Exact duplicates of all the records are needed.

*** Dataset extract Section Begins ***

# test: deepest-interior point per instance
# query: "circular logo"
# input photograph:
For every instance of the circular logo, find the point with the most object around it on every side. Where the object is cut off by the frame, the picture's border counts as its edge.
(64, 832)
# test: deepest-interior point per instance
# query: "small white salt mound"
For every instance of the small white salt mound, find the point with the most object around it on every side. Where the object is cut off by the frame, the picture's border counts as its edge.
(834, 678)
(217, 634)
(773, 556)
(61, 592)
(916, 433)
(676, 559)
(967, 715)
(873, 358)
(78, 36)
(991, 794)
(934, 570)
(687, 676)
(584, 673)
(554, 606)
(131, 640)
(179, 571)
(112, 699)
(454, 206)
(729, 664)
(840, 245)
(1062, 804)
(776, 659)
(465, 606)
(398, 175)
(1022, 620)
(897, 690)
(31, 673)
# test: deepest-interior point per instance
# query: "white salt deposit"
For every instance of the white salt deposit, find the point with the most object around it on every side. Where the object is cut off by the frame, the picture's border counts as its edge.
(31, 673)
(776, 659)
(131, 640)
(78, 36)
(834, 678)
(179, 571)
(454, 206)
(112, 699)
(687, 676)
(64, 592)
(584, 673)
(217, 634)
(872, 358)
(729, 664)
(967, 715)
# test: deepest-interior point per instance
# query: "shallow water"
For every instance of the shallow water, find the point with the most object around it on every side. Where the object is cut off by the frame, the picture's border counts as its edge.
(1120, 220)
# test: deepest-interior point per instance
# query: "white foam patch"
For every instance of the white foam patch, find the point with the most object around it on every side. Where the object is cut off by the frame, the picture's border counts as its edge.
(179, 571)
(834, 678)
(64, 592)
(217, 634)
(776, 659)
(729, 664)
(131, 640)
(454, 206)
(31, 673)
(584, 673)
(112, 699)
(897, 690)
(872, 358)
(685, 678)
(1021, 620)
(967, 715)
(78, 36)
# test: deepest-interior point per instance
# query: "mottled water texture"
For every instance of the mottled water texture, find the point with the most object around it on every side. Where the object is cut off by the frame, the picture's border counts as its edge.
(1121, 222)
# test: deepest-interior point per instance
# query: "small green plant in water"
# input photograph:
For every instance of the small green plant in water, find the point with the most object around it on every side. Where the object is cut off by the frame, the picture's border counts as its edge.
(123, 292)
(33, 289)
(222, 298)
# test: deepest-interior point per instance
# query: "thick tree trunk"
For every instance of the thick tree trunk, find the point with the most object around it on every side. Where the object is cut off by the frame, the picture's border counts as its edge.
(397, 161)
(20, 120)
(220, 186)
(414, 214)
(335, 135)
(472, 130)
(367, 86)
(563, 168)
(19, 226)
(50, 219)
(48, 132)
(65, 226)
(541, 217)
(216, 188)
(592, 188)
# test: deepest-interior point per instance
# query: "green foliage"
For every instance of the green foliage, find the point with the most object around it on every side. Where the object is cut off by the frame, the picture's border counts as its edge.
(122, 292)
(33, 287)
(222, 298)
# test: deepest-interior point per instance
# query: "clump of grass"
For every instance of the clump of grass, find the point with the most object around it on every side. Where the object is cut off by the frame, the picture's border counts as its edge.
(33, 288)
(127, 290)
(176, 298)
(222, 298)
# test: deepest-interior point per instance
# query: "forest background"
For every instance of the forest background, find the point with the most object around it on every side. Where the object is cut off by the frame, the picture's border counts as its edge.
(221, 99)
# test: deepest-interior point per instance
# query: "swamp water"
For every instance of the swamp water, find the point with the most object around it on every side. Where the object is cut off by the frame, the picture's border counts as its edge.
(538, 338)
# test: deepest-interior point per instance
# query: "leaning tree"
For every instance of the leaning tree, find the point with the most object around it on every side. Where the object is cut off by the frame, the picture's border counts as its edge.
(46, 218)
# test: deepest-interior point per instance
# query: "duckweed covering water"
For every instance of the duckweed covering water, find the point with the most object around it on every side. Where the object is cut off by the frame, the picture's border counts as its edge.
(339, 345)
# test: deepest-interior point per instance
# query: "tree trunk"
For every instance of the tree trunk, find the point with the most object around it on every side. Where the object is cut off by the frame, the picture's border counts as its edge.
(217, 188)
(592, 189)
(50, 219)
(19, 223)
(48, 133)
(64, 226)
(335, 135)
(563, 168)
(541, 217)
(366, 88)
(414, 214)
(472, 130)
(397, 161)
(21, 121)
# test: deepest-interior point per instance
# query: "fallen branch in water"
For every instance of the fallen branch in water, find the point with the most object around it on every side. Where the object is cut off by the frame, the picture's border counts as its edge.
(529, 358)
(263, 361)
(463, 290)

*** Dataset extract Section Ends ***

**Reply to the task**
# test: deepest-interior point per instance
# query: "circular logo"
# input photograph:
For every instance of the circular logo, find the point with the most object around it on every side. Where the object is cut off by the frame, the picture's border counts as its edge.
(64, 832)
# test: deepest-interior point per instance
# query: "small white salt mound"
For every instance of the small white salt mound, find the point with the most object around it on every side. Where the object is cut off by the frame, the picture's border counts as its edge.
(834, 678)
(217, 634)
(773, 556)
(61, 592)
(916, 433)
(676, 559)
(967, 715)
(873, 358)
(78, 36)
(991, 794)
(934, 570)
(687, 676)
(584, 673)
(554, 606)
(131, 640)
(179, 571)
(112, 699)
(454, 206)
(729, 664)
(840, 245)
(1062, 804)
(776, 659)
(465, 606)
(398, 175)
(1022, 620)
(897, 690)
(31, 673)
# test: deepest-interior point per instance
# query: "white salt deposit"
For every instance of the white salt deposit, find the point with the most object around it on every side. Where the object is cut off by the frame, the picture's border counts as its edge.
(31, 673)
(776, 659)
(131, 640)
(78, 36)
(834, 678)
(179, 571)
(454, 206)
(112, 699)
(687, 676)
(64, 592)
(584, 673)
(217, 634)
(872, 358)
(729, 664)
(967, 715)
# test: deepest-interior point per instance
# query: "shallow water"
For every instance of the shallow water, find the point with the most object around it on every side. Where the object is cut off by the frame, the picture's border counts as its edge.
(1120, 220)
# test: deepest-interior point per instance
# query: "white foam patch"
For every instance of the white foam patch, find the point with the most object around it on every side. Where the object is cut off by the frame, the picture's border counts as its edge.
(179, 571)
(834, 678)
(64, 592)
(217, 634)
(776, 659)
(729, 664)
(131, 640)
(454, 206)
(31, 673)
(584, 673)
(112, 699)
(897, 690)
(872, 358)
(685, 678)
(1021, 620)
(967, 715)
(78, 36)
# test: deepest-interior point per instance
# query: "mottled water texture"
For every instance of the mottled water texture, find the point with the most object around it on every side. Where the object is cut off by the frame, the picture's border counts as its edge.
(1121, 222)
# test: deepest-interior point per instance
# query: "small green plant in water"
# input photograph:
For every instance of the small green plant in water, find the point with the most object around it on every side. Where the object is cut off by the frame, the picture's border counts as its edge.
(123, 292)
(33, 289)
(222, 298)
# test: deepest-interior point per instance
# query: "thick tree trunk"
For every instance of the thick tree trunk, find the point with the most object around it on every side. Where the object is cut off by the frame, the picture's border counts as its edge.
(397, 161)
(20, 120)
(220, 186)
(414, 214)
(335, 135)
(472, 130)
(367, 86)
(563, 168)
(19, 226)
(50, 219)
(48, 132)
(65, 226)
(541, 217)
(216, 188)
(592, 188)
# test: deepest-interior point per instance
# query: "green foliage"
For every instance of the green foliage, find the point with the most object around it on every side. Where the object is cut off by the frame, the picture's border counts as its edge.
(122, 292)
(33, 287)
(222, 298)
# test: deepest-interior point per instance
# query: "clump of grass"
For every instance of the clump of grass, find the point with the most object around it on every side. Where the object is cut off by the frame, the picture's border counts as its edge.
(33, 288)
(127, 290)
(176, 298)
(222, 298)
# test: deepest-interior point per instance
# query: "forest background"
For every instance of the forest background, find the point with the most object around it on every side. Where the object is cut off by the frame, the picture's border counts as its edge.
(221, 99)
# test: deepest-interior point per instance
# query: "swamp water"
For every instance of the swamp water, find the point with the most object around it on every side. Where the object is cut off by the frame, the picture's border counts as its edge.
(538, 338)
# test: deepest-interior point per instance
# query: "leaning tree"
For every instance of the leaning tree, find the point with the most object around it on every side. Where the object is cut off by the frame, the picture's border counts as its edge.
(46, 218)
# test: deepest-interior point per instance
# query: "duckweed covering water"
For every instance of the duckweed covering water, find the point with the most object around it on every side. Where the object is cut off by the frame, the picture's border counts as its edge.
(339, 345)
# test: deepest-interior point per instance
# query: "tree trunk"
For every instance of the tree trunk, find the point with the most object around it on every side. Where the object is cut off by the frame, the picture's border counts as its edge.
(217, 188)
(592, 189)
(50, 219)
(19, 223)
(48, 133)
(64, 226)
(335, 135)
(563, 168)
(541, 217)
(366, 88)
(414, 214)
(472, 130)
(397, 161)
(21, 121)
# test: deepest-interior point per instance
# query: "fallen branch in water"
For every instance of the fallen branch in water, find the point with the most object around it on every side. Where the object is cut off by the frame, the picture's border counts as its edge.
(529, 358)
(263, 361)
(463, 290)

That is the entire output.